**Tasks and exercises**
• 1. From the text on India's aeronautical market, extract the passage that begins with the words containing "Hindustan Aeronautics Limited is" and ends with "of cheap products.", copying it verbatim.
• 2. Gather each line of the entries that includes the string "blue", and copy those lines word for word.

**Page**
+--
Introduction to the market:

In this assignment, I would be using the aeronautical market of India, it’s the market which produces good and services related to any equipment used for air travel. The aeronautical market has only one company called HAL (Hindustan Aeronautics Limited) in India. HAL is a state-owned aeronautical and defence company headquartered in Bengaluru, India since 1 October 1964. It is managed under the Indian ministry of defence. HAL operations involve the design, fabrication and assembly of aircraft, jet engines, helicopters and their spare parts. Its products and services include agricultural aircraft, fighter aircraft, helicopters, engines, trainer aircraft, observation & reconnaissance aircraft, transport & passenger aircraft, utility aircraft, gliders and unmanned aerial vehicles.

Market Structure

It is a structure where the behaviour of the firm(s) is influenced by the market’s characteristics like its consumers, suppliers, price, and cost of inputs and set of goods. It is also influenced by its competition, economies of scale, and policies of the government and so on. This assignment covers how HAL behaves under a particularly suitable market structure. To understand HAL market structure knowing what is a monopoly is important. “A market structure in which there is only one seller of a good or service that does not have a close substitute.”(Hubbard et al, 2015)

Hindustan Aeronautics Limited is a monopoly structured firm working alone in the aeronautics and defence industry. There are no substitutes to HAL in India and this makes it the single seller of fighter jets, helicopters, jet engines and so on. As mentioned earlier HAL is owned by the government of India and has no competitors.

HAL can be described as a combination of different types of monopolies and these can be:

Government-mandated monopoly: Due to security reasons of the defence system of India as well as the safety of the passenger's government prefers to have only one producer of aeronautic equipment. This helps the government to supervise the quality and prevents the use of cheap products.
+--
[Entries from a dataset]
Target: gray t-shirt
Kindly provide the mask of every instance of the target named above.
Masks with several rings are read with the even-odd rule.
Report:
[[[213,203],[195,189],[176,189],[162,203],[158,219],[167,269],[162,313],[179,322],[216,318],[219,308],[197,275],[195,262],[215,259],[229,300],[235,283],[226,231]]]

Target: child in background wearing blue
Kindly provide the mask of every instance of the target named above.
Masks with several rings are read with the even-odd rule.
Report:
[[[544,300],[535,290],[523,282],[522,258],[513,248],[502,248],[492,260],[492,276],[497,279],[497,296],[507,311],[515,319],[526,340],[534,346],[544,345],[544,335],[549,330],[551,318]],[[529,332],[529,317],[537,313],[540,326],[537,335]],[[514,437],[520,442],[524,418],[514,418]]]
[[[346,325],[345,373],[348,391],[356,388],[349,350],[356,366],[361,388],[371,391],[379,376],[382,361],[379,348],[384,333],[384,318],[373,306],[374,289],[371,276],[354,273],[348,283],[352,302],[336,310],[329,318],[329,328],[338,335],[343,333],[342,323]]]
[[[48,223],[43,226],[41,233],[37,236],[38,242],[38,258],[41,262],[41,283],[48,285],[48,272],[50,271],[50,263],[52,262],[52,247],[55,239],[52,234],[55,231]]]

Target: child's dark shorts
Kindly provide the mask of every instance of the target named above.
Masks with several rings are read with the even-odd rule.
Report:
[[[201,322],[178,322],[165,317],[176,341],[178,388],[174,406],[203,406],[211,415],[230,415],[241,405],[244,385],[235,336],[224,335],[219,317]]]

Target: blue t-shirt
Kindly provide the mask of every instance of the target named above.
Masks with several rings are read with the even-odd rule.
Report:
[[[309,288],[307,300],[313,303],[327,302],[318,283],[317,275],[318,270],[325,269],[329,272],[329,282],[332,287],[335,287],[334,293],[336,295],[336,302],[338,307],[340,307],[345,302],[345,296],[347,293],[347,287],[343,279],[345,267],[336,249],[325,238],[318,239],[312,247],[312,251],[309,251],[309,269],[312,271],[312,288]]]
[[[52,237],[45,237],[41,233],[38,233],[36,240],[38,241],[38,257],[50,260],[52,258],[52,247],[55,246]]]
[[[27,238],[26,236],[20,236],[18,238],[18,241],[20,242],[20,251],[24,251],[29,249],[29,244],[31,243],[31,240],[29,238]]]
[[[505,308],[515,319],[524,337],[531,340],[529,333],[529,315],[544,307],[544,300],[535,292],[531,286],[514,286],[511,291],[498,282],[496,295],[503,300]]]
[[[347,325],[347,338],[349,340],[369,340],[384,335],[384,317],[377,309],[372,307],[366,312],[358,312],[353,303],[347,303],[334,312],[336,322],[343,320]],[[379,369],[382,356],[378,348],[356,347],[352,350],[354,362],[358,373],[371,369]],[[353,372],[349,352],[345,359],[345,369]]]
+--
**Responses by task**
• 1.
Hindustan Aeronautics Limited is a monopoly structured firm working alone in the aeronautics and defence industry. There are no substitutes to HAL in India and this makes it the single seller of fighter jets, helicopters, jet engines and so on. As mentioned earlier HAL is owned by the government of India and has no competitors.

HAL can be described as a combination of different types of monopolies and these can be:

Government-mandated monopoly: Due to security reasons of the defence system of India as well as the safety of the passenger's government prefers to have only one producer of aeronautic equipment. This helps the government to supervise the quality and prevents the use of cheap products.

• 2.
Target: child in background wearing blue
Target: blue t-shirt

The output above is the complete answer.